'''
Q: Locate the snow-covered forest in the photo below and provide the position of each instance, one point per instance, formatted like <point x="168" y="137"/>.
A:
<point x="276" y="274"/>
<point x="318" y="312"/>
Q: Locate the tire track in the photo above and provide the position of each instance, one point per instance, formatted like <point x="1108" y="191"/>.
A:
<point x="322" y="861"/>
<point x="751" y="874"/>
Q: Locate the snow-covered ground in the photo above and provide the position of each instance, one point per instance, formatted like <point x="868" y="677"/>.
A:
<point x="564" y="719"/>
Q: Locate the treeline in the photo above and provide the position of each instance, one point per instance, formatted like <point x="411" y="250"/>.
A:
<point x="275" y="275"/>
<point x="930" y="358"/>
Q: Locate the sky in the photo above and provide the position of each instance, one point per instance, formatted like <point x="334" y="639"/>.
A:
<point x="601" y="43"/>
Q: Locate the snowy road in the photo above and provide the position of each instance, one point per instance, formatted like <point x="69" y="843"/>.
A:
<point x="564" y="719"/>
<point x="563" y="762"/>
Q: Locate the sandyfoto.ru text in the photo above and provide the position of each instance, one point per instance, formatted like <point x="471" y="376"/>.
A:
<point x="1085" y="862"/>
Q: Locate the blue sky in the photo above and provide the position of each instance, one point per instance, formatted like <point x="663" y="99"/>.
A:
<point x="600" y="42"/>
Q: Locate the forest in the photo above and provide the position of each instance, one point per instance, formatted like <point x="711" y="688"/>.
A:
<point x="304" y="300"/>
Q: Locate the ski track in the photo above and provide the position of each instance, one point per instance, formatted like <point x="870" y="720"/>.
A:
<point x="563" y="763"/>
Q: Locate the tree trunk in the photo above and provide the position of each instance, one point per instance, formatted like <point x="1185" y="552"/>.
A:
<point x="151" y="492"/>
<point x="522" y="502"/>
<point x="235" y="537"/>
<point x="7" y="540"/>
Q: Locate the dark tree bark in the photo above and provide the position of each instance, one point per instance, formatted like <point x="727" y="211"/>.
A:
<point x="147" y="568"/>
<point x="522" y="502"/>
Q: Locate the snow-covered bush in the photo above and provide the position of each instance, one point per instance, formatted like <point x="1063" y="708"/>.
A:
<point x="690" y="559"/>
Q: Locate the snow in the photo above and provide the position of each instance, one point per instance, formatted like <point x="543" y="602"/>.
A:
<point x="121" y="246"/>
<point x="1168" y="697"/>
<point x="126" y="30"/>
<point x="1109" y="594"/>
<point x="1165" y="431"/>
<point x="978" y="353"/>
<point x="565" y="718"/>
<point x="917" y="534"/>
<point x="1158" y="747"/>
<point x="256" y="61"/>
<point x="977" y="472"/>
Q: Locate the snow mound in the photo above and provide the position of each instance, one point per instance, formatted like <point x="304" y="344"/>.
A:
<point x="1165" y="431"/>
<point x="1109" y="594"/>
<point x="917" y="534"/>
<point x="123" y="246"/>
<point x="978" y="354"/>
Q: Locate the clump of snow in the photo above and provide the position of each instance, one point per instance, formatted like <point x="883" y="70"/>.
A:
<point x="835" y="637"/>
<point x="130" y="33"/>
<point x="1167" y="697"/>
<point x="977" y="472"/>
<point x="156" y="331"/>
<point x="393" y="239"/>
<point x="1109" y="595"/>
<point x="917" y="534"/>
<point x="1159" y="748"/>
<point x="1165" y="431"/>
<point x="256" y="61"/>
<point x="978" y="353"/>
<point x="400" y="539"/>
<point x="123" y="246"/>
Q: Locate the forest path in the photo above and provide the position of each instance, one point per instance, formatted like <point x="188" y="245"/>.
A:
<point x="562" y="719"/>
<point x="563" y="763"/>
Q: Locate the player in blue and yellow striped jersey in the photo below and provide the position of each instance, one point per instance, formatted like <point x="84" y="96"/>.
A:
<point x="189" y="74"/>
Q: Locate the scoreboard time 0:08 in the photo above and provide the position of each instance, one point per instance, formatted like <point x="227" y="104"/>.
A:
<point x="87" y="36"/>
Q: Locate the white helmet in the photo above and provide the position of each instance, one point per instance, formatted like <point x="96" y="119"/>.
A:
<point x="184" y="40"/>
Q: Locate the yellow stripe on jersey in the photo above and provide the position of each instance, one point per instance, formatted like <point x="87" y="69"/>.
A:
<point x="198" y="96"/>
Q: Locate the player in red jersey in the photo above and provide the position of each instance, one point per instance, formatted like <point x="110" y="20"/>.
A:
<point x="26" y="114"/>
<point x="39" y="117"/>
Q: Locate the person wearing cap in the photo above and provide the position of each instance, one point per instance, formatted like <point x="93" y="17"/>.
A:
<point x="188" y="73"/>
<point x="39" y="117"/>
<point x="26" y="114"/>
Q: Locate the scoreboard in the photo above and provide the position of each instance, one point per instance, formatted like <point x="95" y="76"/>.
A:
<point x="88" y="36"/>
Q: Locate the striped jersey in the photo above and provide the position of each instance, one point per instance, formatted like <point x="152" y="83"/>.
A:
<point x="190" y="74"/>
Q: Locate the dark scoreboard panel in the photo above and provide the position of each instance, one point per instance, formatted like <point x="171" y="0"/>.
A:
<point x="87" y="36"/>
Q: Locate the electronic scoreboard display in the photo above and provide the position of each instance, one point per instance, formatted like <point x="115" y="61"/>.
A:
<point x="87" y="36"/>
'''
TO BE DONE:
Copy all of the rows above word for word.

ANSWER TO THIS EXERCISE:
Q: Locate the snow-covered forest in the photo below and provide the position of each instance, one point per instance, formatted like <point x="168" y="137"/>.
A:
<point x="276" y="274"/>
<point x="318" y="312"/>
Q: Locate the tire track in the photo above and provide the position of each instance, one point per instance, formatted like <point x="1108" y="191"/>.
A:
<point x="322" y="861"/>
<point x="751" y="874"/>
Q: Locate the snow-covered ground in the photo above and provide the position of each instance, one point per instance, formatted like <point x="868" y="677"/>.
A:
<point x="564" y="719"/>
Q: Locate the treeline in the photo above and provide the position of each instance, one point per instance, formatted like <point x="411" y="250"/>.
A:
<point x="275" y="275"/>
<point x="930" y="358"/>
Q: Locate the sky in the photo above and provide the position of each instance, one point per instance, formatted like <point x="334" y="639"/>.
A:
<point x="601" y="43"/>
Q: Locate the snowy road in the photo above and provide the position of each instance, one point per instance, formatted like <point x="69" y="843"/>.
A:
<point x="564" y="719"/>
<point x="563" y="762"/>
Q: Locate the sandyfoto.ru text in the photo above and provide the position of each instance, one point per instance, formatted like <point x="471" y="376"/>.
A:
<point x="1085" y="862"/>
Q: Locate the blue sky in the photo above and provide the position of each instance, one point per instance, formatted like <point x="663" y="99"/>.
A:
<point x="600" y="42"/>
Q: Locate the forest in the photo above and provide the position of each instance, one point per instance, formatted like <point x="711" y="688"/>.
A:
<point x="304" y="300"/>
Q: Locate the ski track in the photo above and provide the position of each instance, one point per instance, formatted like <point x="870" y="720"/>.
A:
<point x="563" y="763"/>
Q: Locate the tree trunk in the photo above and provide the position of each instance, one point per instance, formatted like <point x="1185" y="552"/>.
A:
<point x="151" y="492"/>
<point x="522" y="502"/>
<point x="235" y="537"/>
<point x="7" y="540"/>
Q: Locate the dark tree bark in the photo above and provide the position of each instance, one point per instance, formatted like <point x="727" y="211"/>.
A:
<point x="147" y="568"/>
<point x="522" y="502"/>
Q: Locate the snow-covered bush in the photo above and provide the position of each instance, one point per instance, formatted like <point x="1063" y="708"/>.
A:
<point x="690" y="559"/>
Q: Locate the snow in the photo above and provide the position of each instance, one point per instance, formatted like <point x="543" y="602"/>.
A:
<point x="121" y="246"/>
<point x="1168" y="697"/>
<point x="126" y="30"/>
<point x="1109" y="594"/>
<point x="1165" y="431"/>
<point x="978" y="353"/>
<point x="565" y="718"/>
<point x="917" y="534"/>
<point x="1158" y="747"/>
<point x="256" y="61"/>
<point x="977" y="472"/>
Q: Locate the snow mound in the photo above and provide the position of each instance, one point per instance, formatted like <point x="304" y="344"/>.
A:
<point x="1165" y="431"/>
<point x="1109" y="594"/>
<point x="917" y="534"/>
<point x="123" y="246"/>
<point x="978" y="354"/>
Q: Locate the clump of snow in the photo above and provide the position of each instance, one point per instance, formatted like <point x="883" y="70"/>.
A:
<point x="835" y="637"/>
<point x="130" y="33"/>
<point x="1167" y="697"/>
<point x="977" y="472"/>
<point x="156" y="331"/>
<point x="393" y="239"/>
<point x="1109" y="595"/>
<point x="917" y="534"/>
<point x="1159" y="748"/>
<point x="1165" y="431"/>
<point x="256" y="61"/>
<point x="978" y="353"/>
<point x="400" y="539"/>
<point x="123" y="246"/>
Q: Locate the forest path in the photo above and provide the position of each instance, one point per instance, formatted like <point x="188" y="245"/>.
A:
<point x="562" y="719"/>
<point x="563" y="763"/>
Q: Locate the player in blue and yellow striped jersey in the photo below and provide the position of each instance, one point per instance, formatted like <point x="84" y="96"/>.
A:
<point x="189" y="74"/>
Q: Locate the scoreboard time 0:08 in the photo above and provide the position of each instance, one point per instance, formatted like <point x="227" y="104"/>.
A:
<point x="87" y="36"/>
Q: Locate the white helmet in the photo above and provide the position of each instance, one point per instance, formatted like <point x="96" y="119"/>.
A:
<point x="184" y="40"/>
Q: Locate the yellow stripe on jersey in the photo above and provide the position of each instance, one point per instance, formatted like <point x="87" y="69"/>.
A:
<point x="198" y="96"/>
Q: Locate the player in red jersey in the photo above and provide the position of each instance, one point per instance, formatted like <point x="110" y="20"/>.
A:
<point x="26" y="114"/>
<point x="39" y="117"/>
Q: Locate the person wearing cap in the photo above and provide the position of each instance, one point per instance, formatted like <point x="93" y="17"/>.
A:
<point x="188" y="73"/>
<point x="39" y="117"/>
<point x="26" y="114"/>
Q: Locate the scoreboard in the photo above and provide the position of each instance, one point per instance, formatted like <point x="95" y="76"/>.
A:
<point x="88" y="36"/>
Q: Locate the striped jersey in the photo above and provide the position of each instance, one point per instance, formatted like <point x="152" y="83"/>.
A:
<point x="190" y="74"/>
Q: Locate the dark scoreboard panel in the photo above and provide the position of each instance, one point per instance, formatted like <point x="171" y="0"/>.
A:
<point x="87" y="36"/>
Q: Locate the electronic scoreboard display in the photo above and provide the position of each instance, one point per instance, formatted like <point x="115" y="61"/>.
A:
<point x="87" y="36"/>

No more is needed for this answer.